## TEXTO:
= = =

José Pedro Teixeira Fernandes
Opinião / Europeias 2019
O que está errado nas eleições europeias?
Tal como estão configuradas, as eleições para o Parlamento
Europeu são as principais responsáveis pelo desinteresse dos eleitores.
21 de Maio de 2019, 7:00
1. Comecemos pelo que deveria ser óbvio para toda a classe
política que se lamenta da elevada abstenção: tal como estão configuradas, as
eleições para o Parlamento Europeu são as principais responsáveis pelo
desinteresse dos eleitores. Imaginemos uma eleição onde a maioria dos eleitores
conhece mal, ou desconhece de todo, aquilo em que é suposto votar, onde os
candidatos a chefiar um governo são praticamente desconhecidos dos eleitores e
os temas mais tratados durante a campanha eleitoral pelos partidos políticos
concorrentes não coincidem, minimamente, com o objectivo principal das
eleições.

= = =

## REGISTOS FORNECIDOS:
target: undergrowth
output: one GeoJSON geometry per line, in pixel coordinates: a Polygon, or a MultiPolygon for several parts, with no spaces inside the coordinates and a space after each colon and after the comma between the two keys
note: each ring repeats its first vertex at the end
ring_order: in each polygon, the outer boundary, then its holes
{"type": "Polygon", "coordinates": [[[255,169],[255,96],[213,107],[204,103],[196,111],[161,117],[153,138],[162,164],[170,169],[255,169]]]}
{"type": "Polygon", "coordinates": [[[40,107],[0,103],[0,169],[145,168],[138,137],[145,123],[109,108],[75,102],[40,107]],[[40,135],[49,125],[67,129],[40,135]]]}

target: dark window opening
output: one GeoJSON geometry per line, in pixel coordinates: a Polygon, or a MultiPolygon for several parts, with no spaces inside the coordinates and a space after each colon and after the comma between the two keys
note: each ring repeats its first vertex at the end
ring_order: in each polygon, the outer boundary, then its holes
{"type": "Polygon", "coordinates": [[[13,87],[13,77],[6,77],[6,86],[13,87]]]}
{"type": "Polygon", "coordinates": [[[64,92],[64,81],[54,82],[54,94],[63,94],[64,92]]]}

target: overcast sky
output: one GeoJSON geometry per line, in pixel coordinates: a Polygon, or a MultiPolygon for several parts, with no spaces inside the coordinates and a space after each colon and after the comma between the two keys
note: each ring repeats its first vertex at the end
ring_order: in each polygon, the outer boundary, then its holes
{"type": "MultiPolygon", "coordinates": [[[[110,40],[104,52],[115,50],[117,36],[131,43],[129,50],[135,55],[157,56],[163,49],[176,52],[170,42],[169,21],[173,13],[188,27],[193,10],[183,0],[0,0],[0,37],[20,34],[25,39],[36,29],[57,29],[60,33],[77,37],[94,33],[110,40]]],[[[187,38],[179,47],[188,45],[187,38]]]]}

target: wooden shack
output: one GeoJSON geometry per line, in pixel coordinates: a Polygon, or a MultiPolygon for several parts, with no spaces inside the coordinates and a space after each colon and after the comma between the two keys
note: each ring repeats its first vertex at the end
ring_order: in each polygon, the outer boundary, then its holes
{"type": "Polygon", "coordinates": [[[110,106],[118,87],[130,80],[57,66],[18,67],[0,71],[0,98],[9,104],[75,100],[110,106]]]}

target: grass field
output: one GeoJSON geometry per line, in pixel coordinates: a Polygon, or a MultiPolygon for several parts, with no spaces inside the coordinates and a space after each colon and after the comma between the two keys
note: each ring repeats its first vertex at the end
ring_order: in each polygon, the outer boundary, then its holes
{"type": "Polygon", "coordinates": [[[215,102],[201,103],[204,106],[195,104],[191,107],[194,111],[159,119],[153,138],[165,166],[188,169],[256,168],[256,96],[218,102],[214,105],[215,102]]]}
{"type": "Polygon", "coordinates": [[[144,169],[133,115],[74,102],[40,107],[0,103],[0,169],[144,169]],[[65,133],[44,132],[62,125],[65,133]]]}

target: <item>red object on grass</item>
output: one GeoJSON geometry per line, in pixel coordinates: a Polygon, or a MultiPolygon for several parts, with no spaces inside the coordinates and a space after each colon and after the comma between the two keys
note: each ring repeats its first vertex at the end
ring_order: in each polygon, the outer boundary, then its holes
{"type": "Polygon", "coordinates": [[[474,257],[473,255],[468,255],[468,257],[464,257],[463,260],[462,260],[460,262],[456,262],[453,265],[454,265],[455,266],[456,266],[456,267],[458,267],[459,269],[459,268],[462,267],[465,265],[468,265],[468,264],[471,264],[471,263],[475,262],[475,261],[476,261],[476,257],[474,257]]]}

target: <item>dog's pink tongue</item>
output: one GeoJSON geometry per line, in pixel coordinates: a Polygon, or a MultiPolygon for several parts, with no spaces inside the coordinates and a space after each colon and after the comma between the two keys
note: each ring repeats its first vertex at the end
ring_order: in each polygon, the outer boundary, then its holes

= = =

## ATIVIDADE A:
Responda com base no texto sobre as eleições europeias:
(i) Em que dia e a que horas foi publicado?
(ii) Quem se lamenta da elevada abstenção?
(iii) O que é apontado como principal responsável pelo desinteresse dos eleitores?
## ATIVIDADE B:
Prolongue o texto sobre as eleições europeias a partir do ponto em que termina.

## RESPOSTA ESPERADA A:
(i) A 21 de Maio de 2019, às 7:00.
(ii) A classe política.
(iii) As eleições para o Parlamento Europeu, tal como estão configuradas.

## RESPOSTA ESPERADA B:
Absurdo? Bem-vindo ao mundo surreal das eleições para o
Parlamento Europeu. Pode ser observado ao vivo em todos os Estados-membros da
União Europeia até 26 de Maio. Imaginemos, agora, que os actuais “partidos
políticos europeus” — na realidade meros agrupamentos de partidos nacionais —
constavam dos boletins de voto para as eleições para o Parlamento Europeu, em
vez dos partidos nacionais. E que no boletim apareceriam, também, os nomes dos
candidatos de cada “partido político europeu” a chefiar o governo (leia-se
Comissão Europeia). Resultado mais provável: a maioria dos eleitores não conseguiria
identificar correctamente a força política em que pretendia votar.
Uma eleição que, na prática, contém tais distorções acaba
por levar a uma perversão da lógica para a qual foi criada. Leva ao
desinteresse e abstenção ou então a que os eleitores julguem politicamente o
governo nacional. Mas, para isso, já temos as eleições legislativas nacionais.
Assim, nem a União Europeia, nem os Estados-membros, nem a democracia ganham
nada com um acto eleitoral desvirtuado.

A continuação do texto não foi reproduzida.